§ **Data records**:
= Beginning of Section =

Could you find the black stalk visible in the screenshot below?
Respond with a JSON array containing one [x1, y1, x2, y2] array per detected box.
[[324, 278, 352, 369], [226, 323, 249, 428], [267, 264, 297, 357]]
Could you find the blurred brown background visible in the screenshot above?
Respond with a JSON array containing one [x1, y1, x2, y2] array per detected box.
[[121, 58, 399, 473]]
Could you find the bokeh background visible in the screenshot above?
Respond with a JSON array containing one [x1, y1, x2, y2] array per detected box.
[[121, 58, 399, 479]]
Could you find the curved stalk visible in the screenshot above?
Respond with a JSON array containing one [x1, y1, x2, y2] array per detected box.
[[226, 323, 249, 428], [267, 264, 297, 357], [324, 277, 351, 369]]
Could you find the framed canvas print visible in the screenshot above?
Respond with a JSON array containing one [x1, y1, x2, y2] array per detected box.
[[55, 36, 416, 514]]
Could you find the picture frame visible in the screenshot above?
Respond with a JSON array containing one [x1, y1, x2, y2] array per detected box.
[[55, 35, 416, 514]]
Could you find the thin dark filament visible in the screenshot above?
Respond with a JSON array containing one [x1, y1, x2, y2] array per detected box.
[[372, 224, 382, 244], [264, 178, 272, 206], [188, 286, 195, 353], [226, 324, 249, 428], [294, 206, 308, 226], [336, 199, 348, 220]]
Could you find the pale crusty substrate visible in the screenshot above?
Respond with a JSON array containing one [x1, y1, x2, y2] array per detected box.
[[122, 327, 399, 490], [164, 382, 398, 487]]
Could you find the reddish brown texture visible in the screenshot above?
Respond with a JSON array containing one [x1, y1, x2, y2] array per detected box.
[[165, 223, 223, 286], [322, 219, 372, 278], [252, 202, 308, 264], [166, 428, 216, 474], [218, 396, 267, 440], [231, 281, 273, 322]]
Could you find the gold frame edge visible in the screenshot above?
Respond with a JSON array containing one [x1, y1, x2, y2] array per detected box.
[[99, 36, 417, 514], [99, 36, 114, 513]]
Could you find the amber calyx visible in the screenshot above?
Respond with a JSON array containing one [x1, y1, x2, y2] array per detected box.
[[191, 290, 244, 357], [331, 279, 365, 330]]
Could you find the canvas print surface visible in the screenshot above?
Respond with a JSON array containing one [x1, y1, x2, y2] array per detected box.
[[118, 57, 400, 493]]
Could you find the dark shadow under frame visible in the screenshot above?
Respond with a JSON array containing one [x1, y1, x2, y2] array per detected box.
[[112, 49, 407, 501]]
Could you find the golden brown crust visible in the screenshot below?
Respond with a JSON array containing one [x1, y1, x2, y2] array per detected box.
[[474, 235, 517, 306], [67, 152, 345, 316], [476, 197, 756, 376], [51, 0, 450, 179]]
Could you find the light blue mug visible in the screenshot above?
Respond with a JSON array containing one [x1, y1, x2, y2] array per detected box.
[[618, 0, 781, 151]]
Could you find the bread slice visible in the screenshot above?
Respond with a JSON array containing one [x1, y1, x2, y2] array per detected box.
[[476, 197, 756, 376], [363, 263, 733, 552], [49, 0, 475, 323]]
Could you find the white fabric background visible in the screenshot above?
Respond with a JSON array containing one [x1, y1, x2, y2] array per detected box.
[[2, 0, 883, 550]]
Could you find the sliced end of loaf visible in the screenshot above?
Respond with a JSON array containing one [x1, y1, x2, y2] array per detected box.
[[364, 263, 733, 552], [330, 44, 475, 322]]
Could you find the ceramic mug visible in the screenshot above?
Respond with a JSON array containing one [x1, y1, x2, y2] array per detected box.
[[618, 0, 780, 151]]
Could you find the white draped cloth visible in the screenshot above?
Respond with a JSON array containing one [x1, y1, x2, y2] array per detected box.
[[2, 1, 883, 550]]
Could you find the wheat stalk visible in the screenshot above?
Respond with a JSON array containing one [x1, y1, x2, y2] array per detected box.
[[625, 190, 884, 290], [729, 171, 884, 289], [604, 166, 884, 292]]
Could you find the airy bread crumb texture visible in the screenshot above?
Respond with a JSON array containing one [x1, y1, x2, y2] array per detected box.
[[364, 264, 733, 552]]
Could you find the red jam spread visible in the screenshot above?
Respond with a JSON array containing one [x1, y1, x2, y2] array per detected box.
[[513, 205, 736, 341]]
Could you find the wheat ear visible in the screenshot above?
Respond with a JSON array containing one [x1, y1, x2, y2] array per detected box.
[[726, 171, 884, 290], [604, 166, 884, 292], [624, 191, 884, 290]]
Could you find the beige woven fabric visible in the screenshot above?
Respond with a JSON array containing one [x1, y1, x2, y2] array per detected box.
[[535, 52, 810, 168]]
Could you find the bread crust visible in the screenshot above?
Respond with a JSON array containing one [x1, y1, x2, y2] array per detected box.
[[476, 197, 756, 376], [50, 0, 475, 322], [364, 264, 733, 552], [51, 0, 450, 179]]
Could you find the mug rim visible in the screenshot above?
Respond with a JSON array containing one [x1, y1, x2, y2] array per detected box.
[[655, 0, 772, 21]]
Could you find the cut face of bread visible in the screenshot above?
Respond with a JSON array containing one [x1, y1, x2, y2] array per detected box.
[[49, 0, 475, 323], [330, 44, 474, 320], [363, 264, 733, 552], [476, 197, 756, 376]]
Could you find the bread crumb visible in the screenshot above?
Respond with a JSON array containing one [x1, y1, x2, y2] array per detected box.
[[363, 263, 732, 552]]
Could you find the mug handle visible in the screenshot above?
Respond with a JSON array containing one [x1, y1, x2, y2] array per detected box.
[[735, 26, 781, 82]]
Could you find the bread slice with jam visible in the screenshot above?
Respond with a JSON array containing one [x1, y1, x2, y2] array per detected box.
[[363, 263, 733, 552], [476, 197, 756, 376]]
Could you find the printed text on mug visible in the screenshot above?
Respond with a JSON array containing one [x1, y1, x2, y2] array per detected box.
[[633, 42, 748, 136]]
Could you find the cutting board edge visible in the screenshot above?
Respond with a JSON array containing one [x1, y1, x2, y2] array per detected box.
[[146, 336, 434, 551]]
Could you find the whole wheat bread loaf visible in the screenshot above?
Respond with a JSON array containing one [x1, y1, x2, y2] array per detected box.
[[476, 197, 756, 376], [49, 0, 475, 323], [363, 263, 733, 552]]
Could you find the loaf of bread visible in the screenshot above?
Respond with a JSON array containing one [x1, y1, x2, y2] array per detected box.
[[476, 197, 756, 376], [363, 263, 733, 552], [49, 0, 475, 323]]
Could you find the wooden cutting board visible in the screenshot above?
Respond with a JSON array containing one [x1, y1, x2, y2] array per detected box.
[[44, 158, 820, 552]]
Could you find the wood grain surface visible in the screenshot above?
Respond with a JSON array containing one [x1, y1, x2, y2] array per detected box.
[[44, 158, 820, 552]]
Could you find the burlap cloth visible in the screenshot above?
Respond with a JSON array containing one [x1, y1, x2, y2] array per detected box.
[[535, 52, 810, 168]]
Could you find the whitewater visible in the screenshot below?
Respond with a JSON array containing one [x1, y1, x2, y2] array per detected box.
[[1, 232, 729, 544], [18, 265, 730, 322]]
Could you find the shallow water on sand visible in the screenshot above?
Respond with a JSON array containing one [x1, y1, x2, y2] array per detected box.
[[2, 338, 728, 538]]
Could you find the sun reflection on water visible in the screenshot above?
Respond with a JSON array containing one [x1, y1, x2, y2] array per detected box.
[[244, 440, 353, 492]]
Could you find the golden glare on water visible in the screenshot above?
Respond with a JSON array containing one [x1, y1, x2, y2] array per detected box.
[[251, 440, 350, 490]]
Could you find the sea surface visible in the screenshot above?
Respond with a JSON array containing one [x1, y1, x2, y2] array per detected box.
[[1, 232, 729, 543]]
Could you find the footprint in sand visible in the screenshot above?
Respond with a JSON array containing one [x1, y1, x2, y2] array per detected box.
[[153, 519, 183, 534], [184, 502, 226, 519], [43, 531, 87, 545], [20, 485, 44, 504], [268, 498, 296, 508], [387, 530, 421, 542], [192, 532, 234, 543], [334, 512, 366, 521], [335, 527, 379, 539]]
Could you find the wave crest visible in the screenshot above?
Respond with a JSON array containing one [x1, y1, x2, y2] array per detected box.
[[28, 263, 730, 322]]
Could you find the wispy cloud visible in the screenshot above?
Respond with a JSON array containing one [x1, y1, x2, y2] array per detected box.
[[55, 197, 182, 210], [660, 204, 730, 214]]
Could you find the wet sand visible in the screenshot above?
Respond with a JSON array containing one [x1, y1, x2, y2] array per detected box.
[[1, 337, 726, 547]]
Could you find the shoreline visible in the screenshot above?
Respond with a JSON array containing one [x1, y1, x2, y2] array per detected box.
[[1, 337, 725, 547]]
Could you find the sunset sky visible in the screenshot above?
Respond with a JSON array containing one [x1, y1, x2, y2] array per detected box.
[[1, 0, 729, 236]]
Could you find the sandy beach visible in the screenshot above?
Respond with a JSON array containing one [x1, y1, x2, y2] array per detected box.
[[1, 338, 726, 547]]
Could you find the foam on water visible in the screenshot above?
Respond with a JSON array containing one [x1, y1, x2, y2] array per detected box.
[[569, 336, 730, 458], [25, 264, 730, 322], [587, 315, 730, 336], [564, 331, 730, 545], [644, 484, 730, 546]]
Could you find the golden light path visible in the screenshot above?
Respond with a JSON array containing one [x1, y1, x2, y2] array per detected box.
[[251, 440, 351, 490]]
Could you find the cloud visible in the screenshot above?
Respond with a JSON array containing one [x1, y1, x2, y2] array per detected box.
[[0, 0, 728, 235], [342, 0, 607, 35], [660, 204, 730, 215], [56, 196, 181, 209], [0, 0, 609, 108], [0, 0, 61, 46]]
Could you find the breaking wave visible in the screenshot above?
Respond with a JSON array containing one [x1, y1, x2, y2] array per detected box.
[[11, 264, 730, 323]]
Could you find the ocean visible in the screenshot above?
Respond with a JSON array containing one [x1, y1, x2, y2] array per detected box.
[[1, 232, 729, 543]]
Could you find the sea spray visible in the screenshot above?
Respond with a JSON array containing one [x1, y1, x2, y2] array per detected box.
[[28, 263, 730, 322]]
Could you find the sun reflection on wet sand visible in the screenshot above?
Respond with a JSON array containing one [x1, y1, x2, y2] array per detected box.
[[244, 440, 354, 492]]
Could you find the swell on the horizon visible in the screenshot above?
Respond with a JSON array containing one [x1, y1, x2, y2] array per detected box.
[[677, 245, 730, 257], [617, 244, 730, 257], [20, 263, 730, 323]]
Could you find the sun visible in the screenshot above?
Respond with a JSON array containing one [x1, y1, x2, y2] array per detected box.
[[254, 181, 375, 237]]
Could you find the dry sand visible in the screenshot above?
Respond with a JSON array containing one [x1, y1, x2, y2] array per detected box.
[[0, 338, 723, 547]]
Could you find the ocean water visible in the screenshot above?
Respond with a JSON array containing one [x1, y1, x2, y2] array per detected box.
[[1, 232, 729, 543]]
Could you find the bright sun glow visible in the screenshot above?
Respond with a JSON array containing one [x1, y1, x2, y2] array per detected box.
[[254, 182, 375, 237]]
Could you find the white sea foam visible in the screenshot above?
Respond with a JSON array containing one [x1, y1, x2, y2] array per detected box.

= End of Section =

The expected result is a copy of each line in the records where "stalk" appears.

Could you find the black stalk visible in the screenshot below?
Could you find the curved stalk visible in the screenshot above?
Could you find the wheat stalk visible in the screenshot above?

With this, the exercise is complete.